Lo Studio, coordinato dall’Istituto Superiore per la Protezione e la Ricerca Ambientale (ISPRA) e al quale hanno collaborato 22 gruppi di ricerca, è stato condotto nell’ambito del Progetto europeo MPA-ADAPT (Programma Interreg MED), che si conclude in questo mese e che è stato finanziato per l’85% dal Fondo europeo di sviluppo regionale (Fesr).
Il clima del Mediterraneo subirà cambiamenti rapidi nei prossimi decenni e alcuni effetti sono già osservabili negli ambienti costieri mediterranei e nelle aree marine protette (AMP) – sottolinea l’ISPRA – Monitorare e comprendere queste trasformazioni è oggi una necessità essenziale per incrementare la resilienza delle comunità costiere e tutelare la biodiversità marina, attraverso un percorso di gestione adattativa“.

La distribuzione spaziale delle interviste, le esperienze di pesca degli intervistati (anni) e gli attrezzi di pesca impiegati

La condivisione delle conoscenze di pescatori di diversi Paesi ha permesso ai ricercatori di ricostruire recenti cambiamenti di distribuzione di 75 specie ittiche del Mediterraneo, come alcune specie native quali il pesce serra (Pomatomus saltatrix), il barracuda (Sphyraena viridensis) e il pesce pappagallo mediterraneo (Sparisoma cretense), che si sono espanse verso nord approfittando di condizioni climatiche più favorevoli.

Ci sono poi specie invasive tropicali, come i pesci coniglio (Siganus luridus e S. rivulatus), il pesce palla maculato (Lagocephalus sceleratus) ed il pesce scorpione (Pterois miles), che hanno attraversato il canale di Suez, causando severi impatti ecologici e socio-economici.

Estratti di dati -

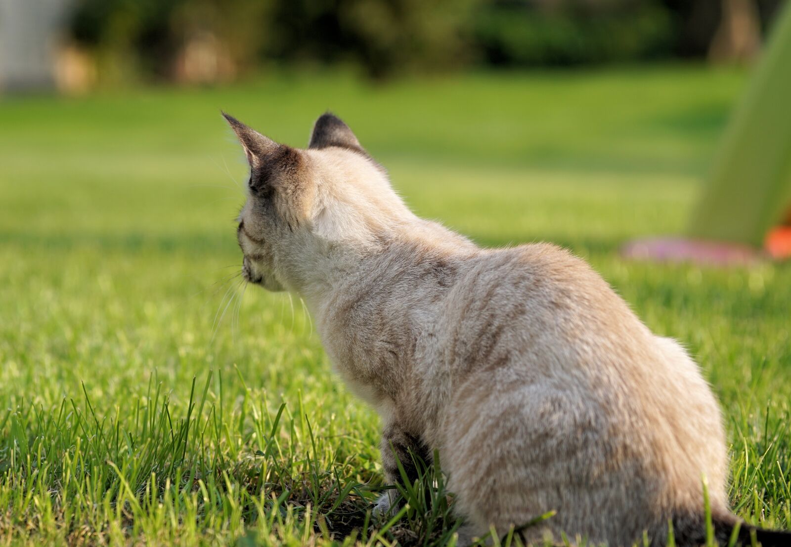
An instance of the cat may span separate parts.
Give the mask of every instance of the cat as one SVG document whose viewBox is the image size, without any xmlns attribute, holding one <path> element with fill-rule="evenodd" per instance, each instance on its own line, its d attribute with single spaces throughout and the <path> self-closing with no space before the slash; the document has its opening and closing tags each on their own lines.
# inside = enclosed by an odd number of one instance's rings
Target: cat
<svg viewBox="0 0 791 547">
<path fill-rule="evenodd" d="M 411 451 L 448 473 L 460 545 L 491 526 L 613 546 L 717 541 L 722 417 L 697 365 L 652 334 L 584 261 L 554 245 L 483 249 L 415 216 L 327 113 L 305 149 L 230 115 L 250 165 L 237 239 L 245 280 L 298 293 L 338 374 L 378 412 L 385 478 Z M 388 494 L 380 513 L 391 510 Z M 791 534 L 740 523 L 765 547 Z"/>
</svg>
* * *
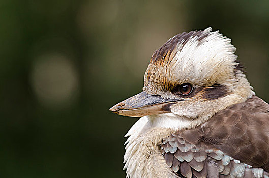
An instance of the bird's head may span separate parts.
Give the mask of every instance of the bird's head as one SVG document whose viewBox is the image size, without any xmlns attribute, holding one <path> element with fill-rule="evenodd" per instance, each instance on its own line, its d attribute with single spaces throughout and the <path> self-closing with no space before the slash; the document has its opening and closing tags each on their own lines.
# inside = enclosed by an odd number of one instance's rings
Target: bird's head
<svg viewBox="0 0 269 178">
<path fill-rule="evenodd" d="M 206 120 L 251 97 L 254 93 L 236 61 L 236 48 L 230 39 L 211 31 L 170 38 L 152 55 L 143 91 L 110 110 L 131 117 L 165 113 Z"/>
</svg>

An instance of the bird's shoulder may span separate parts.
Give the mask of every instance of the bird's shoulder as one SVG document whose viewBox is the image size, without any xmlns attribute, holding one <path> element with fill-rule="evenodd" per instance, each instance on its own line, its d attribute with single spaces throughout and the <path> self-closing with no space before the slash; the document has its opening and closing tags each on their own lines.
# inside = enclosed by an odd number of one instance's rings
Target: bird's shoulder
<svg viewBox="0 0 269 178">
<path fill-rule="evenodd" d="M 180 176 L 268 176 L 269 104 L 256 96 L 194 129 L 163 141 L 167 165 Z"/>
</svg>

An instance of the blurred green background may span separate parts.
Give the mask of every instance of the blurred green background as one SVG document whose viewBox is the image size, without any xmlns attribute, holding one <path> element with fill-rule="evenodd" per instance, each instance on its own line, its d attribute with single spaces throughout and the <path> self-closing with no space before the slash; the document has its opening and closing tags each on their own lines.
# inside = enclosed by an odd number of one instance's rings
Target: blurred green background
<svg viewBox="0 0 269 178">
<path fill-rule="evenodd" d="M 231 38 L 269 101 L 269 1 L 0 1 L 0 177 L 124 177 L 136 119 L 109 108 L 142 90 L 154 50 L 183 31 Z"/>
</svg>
==
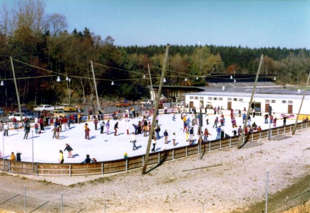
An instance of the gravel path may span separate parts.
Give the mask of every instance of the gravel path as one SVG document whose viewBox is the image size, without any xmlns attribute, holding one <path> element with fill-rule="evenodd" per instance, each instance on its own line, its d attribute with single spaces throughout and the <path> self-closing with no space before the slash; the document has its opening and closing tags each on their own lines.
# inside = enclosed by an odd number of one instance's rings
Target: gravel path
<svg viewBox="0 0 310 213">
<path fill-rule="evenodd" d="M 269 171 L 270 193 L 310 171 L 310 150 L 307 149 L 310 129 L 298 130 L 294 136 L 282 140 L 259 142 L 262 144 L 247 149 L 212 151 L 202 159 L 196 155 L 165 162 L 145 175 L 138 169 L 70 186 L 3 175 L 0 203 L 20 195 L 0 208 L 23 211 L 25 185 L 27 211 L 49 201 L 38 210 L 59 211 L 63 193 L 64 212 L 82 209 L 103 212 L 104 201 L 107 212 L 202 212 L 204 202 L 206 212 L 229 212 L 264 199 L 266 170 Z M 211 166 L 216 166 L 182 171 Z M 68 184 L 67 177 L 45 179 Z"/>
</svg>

Cosa si chiede - Nel brano sui cambiamenti delle specie ittiche del Mediterraneo, per quale percentuale il Progetto MPA-ADAPT è stato finanziato dal Fondo europeo di sviluppo regionale? Le righe sono materiale a sé stante, indipendente dal brano.

Risposta - Per l'85%.